— SET EXERCISE —
Count the lines of the data below that contain the word "white". Reply with the number only.

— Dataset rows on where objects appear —

━━━━━━━━

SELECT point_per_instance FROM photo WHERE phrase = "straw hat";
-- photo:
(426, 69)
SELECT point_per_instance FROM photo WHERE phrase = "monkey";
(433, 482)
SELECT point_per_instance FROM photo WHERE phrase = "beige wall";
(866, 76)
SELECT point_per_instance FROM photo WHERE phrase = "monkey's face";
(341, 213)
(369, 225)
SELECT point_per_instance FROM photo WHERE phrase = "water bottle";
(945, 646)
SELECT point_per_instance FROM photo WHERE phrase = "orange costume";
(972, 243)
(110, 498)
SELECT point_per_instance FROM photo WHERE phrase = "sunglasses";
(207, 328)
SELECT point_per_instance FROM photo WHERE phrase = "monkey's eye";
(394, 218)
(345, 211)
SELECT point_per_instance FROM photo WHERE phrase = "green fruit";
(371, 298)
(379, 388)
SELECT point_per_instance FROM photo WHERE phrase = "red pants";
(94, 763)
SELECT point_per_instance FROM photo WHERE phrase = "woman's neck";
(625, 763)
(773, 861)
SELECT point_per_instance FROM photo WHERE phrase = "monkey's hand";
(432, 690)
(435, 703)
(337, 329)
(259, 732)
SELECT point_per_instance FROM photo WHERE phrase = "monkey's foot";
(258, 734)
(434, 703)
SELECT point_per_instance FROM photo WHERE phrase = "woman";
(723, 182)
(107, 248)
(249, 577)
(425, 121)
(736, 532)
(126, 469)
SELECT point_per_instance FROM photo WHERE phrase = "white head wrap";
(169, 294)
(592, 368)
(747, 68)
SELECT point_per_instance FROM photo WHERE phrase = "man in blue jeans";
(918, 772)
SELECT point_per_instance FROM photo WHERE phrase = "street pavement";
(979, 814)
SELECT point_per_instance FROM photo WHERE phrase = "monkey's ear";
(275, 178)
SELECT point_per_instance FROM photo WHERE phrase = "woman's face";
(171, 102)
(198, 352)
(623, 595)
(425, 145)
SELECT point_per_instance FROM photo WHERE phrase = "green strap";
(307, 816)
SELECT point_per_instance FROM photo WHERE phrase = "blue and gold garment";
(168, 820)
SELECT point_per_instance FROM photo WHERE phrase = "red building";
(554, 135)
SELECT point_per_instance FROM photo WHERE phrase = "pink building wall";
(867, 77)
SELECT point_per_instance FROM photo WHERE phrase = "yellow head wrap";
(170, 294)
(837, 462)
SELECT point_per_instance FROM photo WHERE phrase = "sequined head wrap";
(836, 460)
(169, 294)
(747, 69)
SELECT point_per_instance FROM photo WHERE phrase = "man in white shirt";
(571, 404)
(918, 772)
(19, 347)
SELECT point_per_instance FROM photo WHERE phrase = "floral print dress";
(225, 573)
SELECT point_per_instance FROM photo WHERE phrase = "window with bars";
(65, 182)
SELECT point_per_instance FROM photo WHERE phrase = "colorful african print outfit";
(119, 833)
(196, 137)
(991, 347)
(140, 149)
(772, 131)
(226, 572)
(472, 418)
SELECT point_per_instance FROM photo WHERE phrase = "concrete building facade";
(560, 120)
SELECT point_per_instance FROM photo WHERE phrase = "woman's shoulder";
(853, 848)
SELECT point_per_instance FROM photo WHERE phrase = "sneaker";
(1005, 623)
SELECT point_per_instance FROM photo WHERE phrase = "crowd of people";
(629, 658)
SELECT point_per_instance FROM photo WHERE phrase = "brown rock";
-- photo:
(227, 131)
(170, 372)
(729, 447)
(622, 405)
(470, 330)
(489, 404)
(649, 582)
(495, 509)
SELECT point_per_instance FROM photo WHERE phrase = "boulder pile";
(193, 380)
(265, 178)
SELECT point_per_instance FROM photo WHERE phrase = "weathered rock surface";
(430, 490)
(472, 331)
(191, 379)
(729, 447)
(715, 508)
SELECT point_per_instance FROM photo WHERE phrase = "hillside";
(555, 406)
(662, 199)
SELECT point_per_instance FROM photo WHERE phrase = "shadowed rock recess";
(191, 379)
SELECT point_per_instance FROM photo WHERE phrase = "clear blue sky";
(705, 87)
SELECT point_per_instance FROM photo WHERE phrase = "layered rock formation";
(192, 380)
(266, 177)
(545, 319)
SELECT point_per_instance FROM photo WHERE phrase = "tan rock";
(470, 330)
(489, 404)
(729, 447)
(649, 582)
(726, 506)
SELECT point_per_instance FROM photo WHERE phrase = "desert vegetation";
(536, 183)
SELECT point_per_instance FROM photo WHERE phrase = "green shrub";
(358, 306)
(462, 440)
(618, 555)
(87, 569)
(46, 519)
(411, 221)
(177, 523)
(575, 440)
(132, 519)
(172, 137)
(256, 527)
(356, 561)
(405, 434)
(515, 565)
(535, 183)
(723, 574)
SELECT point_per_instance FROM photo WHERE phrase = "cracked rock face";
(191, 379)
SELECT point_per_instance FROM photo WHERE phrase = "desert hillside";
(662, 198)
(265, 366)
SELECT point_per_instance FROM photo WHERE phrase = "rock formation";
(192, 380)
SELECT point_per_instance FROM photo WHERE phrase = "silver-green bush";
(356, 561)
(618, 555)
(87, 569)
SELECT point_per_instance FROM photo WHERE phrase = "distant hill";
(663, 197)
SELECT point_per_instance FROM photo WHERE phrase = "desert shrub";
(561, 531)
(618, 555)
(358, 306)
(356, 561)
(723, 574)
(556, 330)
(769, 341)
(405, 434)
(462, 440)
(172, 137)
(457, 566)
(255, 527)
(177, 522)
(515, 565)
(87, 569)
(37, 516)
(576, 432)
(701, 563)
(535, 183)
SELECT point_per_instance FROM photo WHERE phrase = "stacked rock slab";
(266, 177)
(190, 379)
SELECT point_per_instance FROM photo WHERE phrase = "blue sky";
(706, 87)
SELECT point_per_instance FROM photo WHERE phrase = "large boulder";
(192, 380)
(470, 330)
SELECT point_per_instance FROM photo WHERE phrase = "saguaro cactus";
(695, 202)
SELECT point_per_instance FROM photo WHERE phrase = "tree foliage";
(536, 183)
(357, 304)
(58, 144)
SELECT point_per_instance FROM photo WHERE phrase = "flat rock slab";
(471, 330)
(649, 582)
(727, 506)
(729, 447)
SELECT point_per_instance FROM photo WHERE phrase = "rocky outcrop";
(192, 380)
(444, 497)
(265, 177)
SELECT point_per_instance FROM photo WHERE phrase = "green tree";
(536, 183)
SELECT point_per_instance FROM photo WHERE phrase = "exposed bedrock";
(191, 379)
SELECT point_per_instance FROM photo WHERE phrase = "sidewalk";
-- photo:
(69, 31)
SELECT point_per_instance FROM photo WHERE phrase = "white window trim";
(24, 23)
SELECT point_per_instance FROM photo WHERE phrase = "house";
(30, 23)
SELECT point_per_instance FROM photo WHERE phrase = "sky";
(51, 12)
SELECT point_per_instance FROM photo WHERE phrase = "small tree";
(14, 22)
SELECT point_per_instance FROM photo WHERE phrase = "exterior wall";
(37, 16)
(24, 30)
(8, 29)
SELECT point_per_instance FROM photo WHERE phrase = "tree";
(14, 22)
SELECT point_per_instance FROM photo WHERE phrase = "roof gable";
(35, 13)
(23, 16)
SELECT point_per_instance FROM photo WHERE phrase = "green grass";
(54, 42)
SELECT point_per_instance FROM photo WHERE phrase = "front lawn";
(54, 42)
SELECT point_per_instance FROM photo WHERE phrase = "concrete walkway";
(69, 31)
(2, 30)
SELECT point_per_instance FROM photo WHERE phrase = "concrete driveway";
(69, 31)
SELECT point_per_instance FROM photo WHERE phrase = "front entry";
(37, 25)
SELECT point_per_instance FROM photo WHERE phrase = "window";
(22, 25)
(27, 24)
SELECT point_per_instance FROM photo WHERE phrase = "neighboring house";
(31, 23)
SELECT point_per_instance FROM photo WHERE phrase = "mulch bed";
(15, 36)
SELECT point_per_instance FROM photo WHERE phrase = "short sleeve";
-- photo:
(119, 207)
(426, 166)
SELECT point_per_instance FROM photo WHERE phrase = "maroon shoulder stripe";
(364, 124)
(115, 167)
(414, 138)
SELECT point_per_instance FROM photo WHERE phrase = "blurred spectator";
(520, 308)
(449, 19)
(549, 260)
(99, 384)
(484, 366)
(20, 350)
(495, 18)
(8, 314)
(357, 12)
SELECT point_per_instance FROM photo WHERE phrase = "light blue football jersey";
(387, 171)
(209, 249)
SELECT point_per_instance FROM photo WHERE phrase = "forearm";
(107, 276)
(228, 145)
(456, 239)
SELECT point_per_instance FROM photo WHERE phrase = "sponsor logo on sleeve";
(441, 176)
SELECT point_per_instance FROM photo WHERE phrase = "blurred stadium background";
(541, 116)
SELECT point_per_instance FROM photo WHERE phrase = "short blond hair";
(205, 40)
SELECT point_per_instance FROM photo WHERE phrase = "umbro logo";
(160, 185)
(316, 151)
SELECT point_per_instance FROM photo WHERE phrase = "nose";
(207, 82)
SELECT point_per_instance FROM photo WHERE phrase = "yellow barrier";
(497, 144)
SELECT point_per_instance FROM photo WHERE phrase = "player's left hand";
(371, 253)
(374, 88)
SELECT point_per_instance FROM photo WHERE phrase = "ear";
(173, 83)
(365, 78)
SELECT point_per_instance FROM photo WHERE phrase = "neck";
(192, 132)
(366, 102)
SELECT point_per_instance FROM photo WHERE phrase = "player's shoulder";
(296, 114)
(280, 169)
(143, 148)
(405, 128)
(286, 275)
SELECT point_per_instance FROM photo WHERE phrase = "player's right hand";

━━━━━━━━

— FINAL RESULT —
3